Extracted material:
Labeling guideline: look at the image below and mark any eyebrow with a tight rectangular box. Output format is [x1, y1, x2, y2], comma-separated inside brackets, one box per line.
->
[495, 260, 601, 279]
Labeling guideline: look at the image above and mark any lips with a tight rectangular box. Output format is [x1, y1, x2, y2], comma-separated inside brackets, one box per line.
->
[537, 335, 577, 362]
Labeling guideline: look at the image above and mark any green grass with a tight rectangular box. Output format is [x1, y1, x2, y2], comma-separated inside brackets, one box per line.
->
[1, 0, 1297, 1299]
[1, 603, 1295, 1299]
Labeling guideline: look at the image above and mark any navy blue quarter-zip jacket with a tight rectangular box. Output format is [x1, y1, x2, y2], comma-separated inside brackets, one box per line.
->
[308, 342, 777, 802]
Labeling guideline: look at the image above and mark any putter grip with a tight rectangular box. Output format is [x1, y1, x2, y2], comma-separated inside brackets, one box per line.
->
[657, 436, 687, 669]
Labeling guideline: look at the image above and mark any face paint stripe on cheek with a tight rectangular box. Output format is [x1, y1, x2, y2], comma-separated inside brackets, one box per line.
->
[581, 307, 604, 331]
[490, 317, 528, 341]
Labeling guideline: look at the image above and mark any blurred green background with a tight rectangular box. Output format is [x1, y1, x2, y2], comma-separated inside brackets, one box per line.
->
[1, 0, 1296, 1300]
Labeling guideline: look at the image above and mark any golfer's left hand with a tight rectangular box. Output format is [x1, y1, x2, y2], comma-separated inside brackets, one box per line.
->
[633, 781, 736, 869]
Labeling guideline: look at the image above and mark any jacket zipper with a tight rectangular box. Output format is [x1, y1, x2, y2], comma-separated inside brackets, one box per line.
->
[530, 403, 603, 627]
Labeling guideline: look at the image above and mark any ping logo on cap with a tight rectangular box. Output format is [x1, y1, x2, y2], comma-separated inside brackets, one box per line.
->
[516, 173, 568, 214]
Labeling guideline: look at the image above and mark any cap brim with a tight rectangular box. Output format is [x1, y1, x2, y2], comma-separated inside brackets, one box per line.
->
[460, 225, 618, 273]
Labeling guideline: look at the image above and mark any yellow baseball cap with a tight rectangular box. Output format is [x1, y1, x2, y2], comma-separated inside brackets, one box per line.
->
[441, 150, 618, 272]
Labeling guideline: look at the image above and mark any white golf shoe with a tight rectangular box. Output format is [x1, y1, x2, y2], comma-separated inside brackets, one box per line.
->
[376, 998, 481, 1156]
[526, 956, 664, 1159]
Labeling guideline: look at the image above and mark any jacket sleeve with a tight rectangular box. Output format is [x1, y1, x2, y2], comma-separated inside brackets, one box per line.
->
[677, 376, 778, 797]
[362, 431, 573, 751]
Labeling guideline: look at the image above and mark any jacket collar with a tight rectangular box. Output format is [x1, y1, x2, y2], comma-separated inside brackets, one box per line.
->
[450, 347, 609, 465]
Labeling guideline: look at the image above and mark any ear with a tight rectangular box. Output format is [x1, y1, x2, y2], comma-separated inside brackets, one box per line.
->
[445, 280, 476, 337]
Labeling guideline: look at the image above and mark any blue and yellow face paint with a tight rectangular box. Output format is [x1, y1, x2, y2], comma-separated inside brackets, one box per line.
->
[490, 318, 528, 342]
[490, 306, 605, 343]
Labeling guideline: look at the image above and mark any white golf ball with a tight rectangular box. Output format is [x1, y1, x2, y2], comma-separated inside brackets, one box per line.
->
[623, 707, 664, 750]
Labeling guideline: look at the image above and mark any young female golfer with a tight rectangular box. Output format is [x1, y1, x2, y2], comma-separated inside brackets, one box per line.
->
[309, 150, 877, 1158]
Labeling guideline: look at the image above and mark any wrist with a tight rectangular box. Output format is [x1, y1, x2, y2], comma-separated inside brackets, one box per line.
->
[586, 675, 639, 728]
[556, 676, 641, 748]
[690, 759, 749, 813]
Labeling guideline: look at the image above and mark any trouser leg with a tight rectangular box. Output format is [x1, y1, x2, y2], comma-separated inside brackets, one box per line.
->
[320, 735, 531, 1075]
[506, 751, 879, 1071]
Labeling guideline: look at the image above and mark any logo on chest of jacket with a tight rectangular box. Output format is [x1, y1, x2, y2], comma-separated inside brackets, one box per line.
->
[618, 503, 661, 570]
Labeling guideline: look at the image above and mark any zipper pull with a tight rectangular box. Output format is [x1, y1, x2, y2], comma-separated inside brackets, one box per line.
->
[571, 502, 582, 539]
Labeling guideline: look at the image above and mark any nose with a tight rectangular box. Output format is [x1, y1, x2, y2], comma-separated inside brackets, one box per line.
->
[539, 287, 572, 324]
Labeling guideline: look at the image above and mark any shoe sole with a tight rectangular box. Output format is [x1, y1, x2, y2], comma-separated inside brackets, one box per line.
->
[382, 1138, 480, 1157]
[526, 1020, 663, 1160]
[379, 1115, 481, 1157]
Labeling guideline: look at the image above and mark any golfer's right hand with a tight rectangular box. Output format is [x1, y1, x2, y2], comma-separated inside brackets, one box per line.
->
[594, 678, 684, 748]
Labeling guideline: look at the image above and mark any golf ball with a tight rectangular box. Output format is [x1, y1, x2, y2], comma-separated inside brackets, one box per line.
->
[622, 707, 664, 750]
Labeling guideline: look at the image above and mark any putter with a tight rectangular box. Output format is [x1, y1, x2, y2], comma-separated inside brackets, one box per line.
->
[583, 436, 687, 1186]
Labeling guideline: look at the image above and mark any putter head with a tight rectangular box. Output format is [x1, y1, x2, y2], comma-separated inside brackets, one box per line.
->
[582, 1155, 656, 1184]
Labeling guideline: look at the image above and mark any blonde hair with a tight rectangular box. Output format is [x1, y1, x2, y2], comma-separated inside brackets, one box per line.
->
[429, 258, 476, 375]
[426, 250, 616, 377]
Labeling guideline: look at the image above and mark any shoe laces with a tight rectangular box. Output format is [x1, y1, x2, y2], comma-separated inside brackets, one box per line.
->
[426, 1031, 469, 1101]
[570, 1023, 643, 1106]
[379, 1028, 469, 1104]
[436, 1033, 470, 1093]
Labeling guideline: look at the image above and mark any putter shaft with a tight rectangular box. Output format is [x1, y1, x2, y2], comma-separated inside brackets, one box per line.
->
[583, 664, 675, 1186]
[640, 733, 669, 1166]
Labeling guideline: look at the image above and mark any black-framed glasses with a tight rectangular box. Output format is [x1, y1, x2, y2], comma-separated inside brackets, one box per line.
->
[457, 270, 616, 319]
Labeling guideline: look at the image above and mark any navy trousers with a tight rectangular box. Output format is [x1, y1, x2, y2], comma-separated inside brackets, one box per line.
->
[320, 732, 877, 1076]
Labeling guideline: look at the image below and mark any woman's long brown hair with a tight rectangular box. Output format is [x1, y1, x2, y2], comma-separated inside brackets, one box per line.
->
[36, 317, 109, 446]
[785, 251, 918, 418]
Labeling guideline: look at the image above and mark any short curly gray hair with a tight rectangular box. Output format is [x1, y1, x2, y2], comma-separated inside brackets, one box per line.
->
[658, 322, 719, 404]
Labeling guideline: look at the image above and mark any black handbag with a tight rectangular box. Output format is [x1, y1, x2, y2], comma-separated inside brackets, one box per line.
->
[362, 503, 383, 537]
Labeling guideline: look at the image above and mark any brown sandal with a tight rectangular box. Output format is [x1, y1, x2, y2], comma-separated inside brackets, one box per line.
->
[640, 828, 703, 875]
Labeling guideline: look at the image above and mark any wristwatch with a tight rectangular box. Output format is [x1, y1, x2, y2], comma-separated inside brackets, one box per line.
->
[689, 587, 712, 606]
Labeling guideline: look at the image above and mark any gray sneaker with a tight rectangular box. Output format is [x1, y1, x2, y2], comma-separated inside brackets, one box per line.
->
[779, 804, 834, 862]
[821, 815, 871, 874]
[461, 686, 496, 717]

Task directions: Show every line in the listing above that carries the word "navy".

Response:
Labeling guideline: look at the image above and mark any navy blue quarter-zip jacket with a tight rectangular box. Output format is [x1, y1, x2, y2], comma-separated inside brackets, one box per line.
Labeling guideline: look at the image above and mark any navy trousers with a tight rectangular box. Output format is [x1, y1, x2, y2], comma-separated inside brackets, one box per line.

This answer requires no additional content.